*EXERCISE REQUIREMENTS*: Which lines below hold the word "roof"? Report each one.

*DATA FOR PROCESSING*:
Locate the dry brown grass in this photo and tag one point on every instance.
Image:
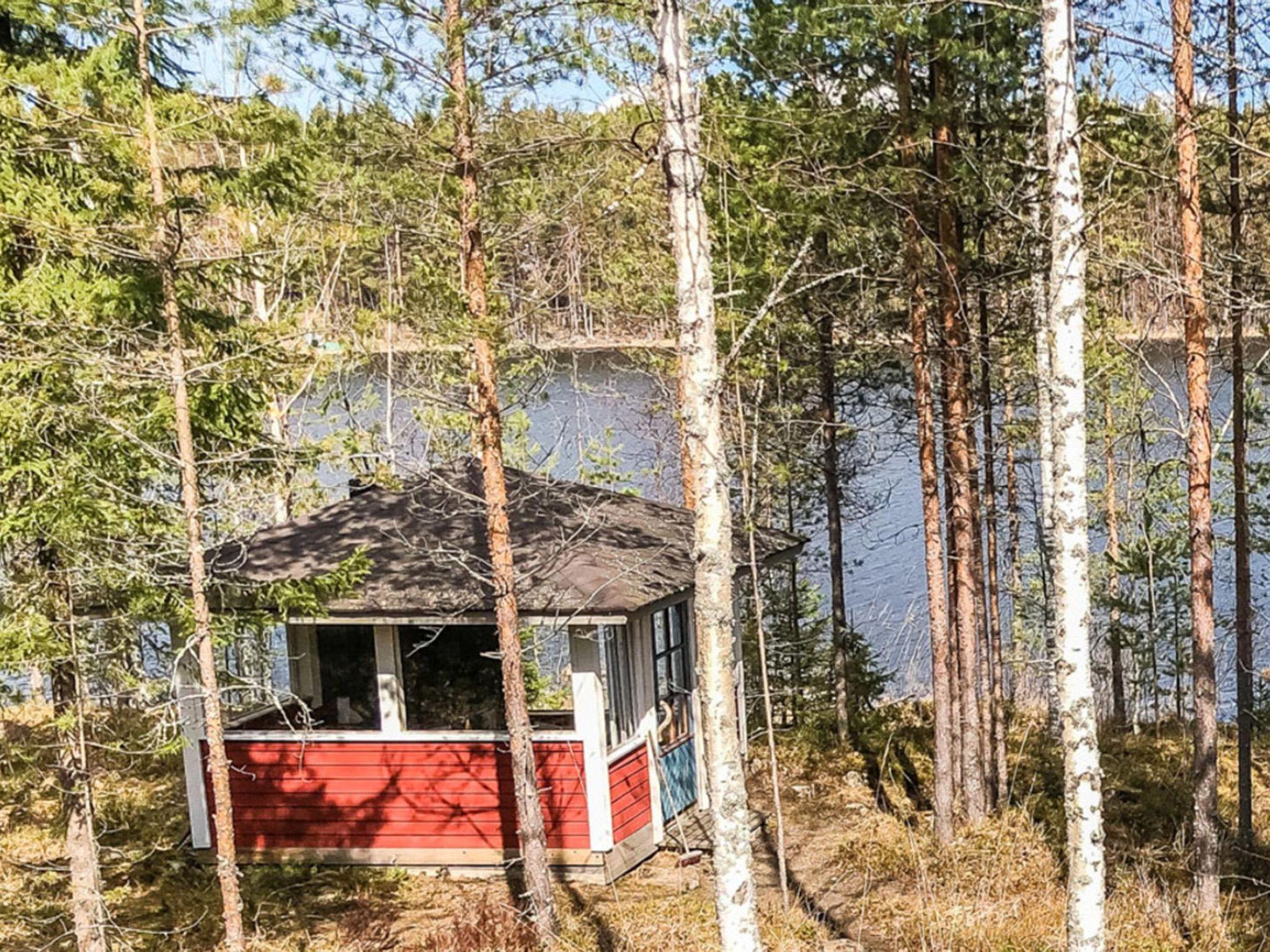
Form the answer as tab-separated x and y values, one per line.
863	874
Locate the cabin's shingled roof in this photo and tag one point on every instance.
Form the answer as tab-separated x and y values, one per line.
577	549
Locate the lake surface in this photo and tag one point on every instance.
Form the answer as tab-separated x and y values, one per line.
572	405
578	403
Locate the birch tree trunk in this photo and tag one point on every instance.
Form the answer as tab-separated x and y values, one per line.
75	781
489	442
1046	451
700	385
1113	551
1065	338
958	462
925	402
833	518
166	242
1199	466
1014	523
1242	545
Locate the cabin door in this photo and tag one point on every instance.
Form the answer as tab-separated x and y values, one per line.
677	754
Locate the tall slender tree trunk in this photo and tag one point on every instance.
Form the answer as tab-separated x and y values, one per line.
1199	466
1014	526
36	682
833	517
958	462
951	599
990	516
1065	338
531	829
1113	551
925	400
984	649
713	540
1242	545
756	584
75	780
164	250
1046	451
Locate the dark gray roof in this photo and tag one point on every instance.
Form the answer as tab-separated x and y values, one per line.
577	549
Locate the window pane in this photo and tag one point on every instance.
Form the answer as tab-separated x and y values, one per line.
549	676
677	682
453	678
676	617
350	690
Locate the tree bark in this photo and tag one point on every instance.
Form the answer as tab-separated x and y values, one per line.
833	518
1046	451
36	683
531	829
166	243
1113	551
75	780
925	403
990	516
958	462
1199	466
756	583
1065	338
703	420
1242	544
1013	518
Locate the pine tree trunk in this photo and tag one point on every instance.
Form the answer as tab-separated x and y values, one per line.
984	648
923	399
1065	337
1242	545
833	518
958	462
164	250
1199	465
531	828
996	664
1113	551
703	420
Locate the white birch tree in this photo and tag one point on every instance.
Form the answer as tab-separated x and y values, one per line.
700	394
1065	342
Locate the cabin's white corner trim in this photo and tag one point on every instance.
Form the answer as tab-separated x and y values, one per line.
388	674
190	707
588	720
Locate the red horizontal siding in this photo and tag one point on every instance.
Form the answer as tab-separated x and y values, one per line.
630	794
398	795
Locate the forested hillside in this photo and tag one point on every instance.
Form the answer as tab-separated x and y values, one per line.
943	323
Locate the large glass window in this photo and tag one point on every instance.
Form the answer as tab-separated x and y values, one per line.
350	690
672	666
453	678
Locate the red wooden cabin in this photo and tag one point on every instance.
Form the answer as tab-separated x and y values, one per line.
386	746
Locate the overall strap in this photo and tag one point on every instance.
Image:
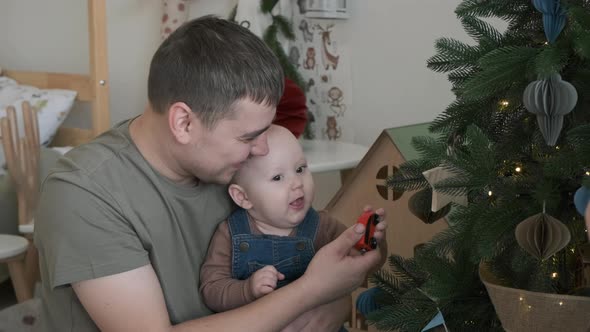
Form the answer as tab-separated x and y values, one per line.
238	222
309	226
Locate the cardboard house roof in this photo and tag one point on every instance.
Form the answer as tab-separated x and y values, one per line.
365	185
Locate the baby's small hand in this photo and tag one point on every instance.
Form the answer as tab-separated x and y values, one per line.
264	281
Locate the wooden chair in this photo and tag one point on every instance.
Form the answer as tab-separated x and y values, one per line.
22	159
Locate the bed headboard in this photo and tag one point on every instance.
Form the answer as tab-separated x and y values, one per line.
92	87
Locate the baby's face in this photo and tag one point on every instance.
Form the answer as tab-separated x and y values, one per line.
279	185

*YOUR RESPONSE*:
Locate the cabin's shingled roof in this photo and tag one point on every instance.
Locate the dark gray roof in this photo and tag one point on every instance.
Locate the cardboard house roof in this photo and tag one point on every instance.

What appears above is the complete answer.